EXERCISE DIRECTIONS: Reproduce, word for word, the stretch of the film commentary from "Having a telepathic" through "loves, as gone.".

TEXT UNDER STUDY:
+++

Having a telepathic dog, and not just Blood, in the film seems as if it’s the evolution of canines in the irradiated post-apocalyptic world. A small dog in Topeka supposedly talks to Vic, even though the audience doesn’t hear it in the same way. And several times Vic intimates that he’s had enough of Blood, and will just bond with another dog. Whether it’s evolutionary or some procedural experiment that occurred, the elevation of animals in a post nuclear landscape are not new. Planet of the Apes is a good example of the evolution of primates in a far-off future. And the trope of mutations (whether human or animal) providing some sort of advanced mind-power is not uncommon.

A Boy and His Dog

Vic comes upon the entrance to the “Down Under,” where the woman he thinks he loves, as gone.

+++

DATASET RECORDS:
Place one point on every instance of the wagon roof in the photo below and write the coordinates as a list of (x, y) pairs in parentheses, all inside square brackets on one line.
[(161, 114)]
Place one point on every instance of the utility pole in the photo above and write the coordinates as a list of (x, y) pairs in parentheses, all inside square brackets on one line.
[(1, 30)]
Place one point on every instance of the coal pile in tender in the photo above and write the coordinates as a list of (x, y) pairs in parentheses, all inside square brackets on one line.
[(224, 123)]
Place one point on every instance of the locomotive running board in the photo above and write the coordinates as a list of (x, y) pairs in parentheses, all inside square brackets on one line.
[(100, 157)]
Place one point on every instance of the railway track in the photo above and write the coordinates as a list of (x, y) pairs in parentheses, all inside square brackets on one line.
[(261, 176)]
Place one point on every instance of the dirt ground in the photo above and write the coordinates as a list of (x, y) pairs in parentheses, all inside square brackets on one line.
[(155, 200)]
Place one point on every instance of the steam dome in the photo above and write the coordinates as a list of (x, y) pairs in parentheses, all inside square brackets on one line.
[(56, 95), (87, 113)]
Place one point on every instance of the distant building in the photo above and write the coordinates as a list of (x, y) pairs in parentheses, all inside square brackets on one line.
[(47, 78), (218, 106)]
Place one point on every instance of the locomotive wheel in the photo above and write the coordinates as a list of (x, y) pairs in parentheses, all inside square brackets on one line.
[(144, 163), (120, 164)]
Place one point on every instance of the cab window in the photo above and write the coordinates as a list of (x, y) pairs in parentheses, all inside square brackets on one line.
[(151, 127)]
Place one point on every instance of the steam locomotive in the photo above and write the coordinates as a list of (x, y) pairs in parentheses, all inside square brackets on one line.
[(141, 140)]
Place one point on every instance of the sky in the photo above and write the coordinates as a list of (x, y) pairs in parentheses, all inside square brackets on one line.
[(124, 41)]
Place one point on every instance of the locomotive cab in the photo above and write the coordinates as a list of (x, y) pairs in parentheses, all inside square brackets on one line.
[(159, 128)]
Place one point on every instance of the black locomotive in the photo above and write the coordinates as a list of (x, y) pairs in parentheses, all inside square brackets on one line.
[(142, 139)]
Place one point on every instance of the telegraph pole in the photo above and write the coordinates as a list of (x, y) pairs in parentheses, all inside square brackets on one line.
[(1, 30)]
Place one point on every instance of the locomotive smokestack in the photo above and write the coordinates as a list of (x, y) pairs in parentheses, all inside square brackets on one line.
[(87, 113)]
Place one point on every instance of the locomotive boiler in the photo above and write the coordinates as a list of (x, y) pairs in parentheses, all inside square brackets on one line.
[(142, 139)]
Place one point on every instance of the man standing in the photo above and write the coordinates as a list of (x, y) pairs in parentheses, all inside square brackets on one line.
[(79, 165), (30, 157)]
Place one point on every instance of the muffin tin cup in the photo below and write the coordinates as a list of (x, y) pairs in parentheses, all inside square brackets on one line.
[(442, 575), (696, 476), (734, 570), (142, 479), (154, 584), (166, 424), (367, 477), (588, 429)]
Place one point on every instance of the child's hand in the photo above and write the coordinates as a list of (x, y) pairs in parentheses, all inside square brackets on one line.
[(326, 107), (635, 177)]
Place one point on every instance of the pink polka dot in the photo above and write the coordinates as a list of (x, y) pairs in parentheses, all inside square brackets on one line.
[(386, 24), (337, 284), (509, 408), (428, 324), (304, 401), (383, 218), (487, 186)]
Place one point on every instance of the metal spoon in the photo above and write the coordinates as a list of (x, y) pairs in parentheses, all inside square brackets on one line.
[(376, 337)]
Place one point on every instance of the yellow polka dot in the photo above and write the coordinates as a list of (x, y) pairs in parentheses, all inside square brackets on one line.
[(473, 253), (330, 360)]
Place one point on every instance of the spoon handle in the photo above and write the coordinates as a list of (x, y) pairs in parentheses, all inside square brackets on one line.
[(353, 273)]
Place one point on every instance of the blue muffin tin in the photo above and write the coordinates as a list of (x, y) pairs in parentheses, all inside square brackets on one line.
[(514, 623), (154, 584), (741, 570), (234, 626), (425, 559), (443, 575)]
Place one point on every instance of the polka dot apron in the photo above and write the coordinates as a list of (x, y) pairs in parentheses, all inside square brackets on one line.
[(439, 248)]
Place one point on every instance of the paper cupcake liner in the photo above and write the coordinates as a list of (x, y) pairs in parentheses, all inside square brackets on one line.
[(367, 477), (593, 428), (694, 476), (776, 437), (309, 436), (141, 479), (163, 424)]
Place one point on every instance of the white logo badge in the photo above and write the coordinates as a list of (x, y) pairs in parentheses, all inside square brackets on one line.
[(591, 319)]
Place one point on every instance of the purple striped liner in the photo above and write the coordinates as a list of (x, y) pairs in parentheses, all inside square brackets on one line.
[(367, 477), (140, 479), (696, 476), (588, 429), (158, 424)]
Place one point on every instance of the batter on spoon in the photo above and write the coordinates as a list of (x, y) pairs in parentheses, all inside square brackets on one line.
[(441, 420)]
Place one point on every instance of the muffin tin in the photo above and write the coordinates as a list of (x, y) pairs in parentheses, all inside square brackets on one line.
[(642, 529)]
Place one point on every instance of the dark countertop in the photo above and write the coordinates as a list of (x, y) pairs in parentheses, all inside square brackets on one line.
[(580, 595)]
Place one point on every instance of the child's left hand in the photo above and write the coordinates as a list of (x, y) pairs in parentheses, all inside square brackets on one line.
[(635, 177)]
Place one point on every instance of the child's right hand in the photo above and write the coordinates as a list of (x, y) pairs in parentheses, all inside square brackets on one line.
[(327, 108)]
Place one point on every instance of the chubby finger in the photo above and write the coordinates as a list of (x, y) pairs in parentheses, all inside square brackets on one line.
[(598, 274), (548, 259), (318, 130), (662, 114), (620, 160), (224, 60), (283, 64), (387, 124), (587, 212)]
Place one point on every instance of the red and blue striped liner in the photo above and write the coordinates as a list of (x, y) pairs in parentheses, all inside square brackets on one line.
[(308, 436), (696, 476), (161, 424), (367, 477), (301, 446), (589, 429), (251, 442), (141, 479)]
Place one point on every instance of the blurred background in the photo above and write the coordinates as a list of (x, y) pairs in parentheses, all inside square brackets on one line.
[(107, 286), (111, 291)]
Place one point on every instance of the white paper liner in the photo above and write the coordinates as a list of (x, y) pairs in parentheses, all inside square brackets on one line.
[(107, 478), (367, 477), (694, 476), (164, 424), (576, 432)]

+++

SOLUTION TO THE PROBLEM:
Having a telepathic dog, and not just Blood, in the film seems as if it’s the evolution of canines in the irradiated post-apocalyptic world. A small dog in Topeka supposedly talks to Vic, even though the audience doesn’t hear it in the same way. And several times Vic intimates that he’s had enough of Blood, and will just bond with another dog. Whether it’s evolutionary or some procedural experiment that occurred, the elevation of animals in a post nuclear landscape are not new. Planet of the Apes is a good example of the evolution of primates in a far-off future. And the trope of mutations (whether human or animal) providing some sort of advanced mind-power is not uncommon.

A Boy and His Dog

Vic comes upon the entrance to the “Down Under,” where the woman he thinks he loves, as gone.